__INPUT MATERIAL__
━━━━━━━━━━

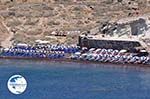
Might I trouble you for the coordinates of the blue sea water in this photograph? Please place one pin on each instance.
(70, 80)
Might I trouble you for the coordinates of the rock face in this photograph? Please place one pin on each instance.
(36, 19)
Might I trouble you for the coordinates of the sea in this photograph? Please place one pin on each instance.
(72, 80)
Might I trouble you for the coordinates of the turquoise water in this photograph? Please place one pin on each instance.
(59, 80)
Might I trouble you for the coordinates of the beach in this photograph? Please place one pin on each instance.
(65, 80)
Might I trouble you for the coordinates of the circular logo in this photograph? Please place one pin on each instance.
(17, 84)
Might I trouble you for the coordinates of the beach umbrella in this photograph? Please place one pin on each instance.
(78, 53)
(92, 49)
(123, 51)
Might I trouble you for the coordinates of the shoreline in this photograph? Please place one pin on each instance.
(77, 61)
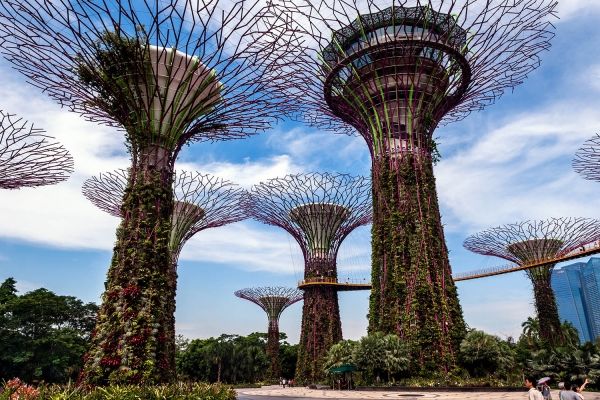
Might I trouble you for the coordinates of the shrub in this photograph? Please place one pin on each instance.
(178, 391)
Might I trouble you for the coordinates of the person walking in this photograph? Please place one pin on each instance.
(546, 391)
(533, 393)
(561, 386)
(569, 394)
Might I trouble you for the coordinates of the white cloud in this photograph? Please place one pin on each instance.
(569, 9)
(520, 170)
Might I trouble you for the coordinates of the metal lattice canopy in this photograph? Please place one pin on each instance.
(534, 241)
(167, 72)
(318, 209)
(27, 158)
(587, 159)
(202, 201)
(394, 70)
(273, 300)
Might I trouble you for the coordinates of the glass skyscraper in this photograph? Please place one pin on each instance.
(591, 284)
(570, 297)
(576, 288)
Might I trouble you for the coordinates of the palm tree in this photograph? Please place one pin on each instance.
(396, 355)
(369, 353)
(257, 361)
(338, 354)
(481, 351)
(531, 330)
(570, 334)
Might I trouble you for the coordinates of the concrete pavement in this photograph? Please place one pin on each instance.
(278, 393)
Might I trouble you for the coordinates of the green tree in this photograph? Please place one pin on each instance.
(8, 290)
(531, 330)
(369, 354)
(43, 336)
(570, 334)
(340, 353)
(397, 358)
(482, 353)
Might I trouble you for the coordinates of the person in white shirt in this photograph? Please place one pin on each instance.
(533, 393)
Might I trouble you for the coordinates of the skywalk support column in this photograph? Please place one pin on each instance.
(413, 293)
(319, 211)
(200, 202)
(393, 75)
(128, 65)
(534, 242)
(273, 300)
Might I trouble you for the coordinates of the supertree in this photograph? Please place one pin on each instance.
(393, 71)
(27, 158)
(319, 210)
(202, 201)
(587, 159)
(274, 300)
(532, 242)
(167, 73)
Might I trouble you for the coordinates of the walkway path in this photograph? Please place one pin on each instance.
(277, 393)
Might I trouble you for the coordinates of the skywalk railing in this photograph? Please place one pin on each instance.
(327, 279)
(583, 251)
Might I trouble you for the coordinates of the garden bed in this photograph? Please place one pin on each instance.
(487, 389)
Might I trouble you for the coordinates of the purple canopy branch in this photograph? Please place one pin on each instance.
(27, 158)
(587, 159)
(319, 210)
(202, 201)
(533, 242)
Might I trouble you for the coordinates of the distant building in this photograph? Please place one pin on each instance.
(570, 298)
(577, 291)
(591, 284)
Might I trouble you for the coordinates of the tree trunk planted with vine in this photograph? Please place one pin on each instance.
(413, 293)
(321, 323)
(545, 305)
(134, 338)
(273, 349)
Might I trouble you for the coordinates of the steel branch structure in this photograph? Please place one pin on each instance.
(319, 210)
(392, 71)
(532, 242)
(274, 300)
(167, 73)
(27, 158)
(587, 159)
(202, 201)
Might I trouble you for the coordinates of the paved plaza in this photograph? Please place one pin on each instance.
(304, 393)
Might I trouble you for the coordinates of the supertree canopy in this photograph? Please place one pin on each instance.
(274, 300)
(319, 210)
(27, 158)
(534, 242)
(202, 201)
(587, 159)
(393, 71)
(168, 73)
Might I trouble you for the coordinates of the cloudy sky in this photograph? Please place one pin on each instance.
(509, 163)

━━━━━━━━━━

__GIVEN INSTRUCTION__
Repeat the lines from the one containing "Might I trouble you for the coordinates of the paved" through the end of the listing, exactly and without any other lines; both ends are included.

__WORKED ANSWER__
Might I trouble you for the coordinates of the paved plaza in this photograph? Please place one pin on each instance.
(304, 393)
Might I trouble you for the coordinates of the supertree canopy in this photograph? Please place one pin on each instance.
(274, 300)
(319, 210)
(27, 158)
(534, 242)
(202, 201)
(587, 159)
(393, 71)
(168, 73)
Might I trouble you for the coordinates of the cloudy sky in this photograph? Please place one pin on each instance.
(509, 163)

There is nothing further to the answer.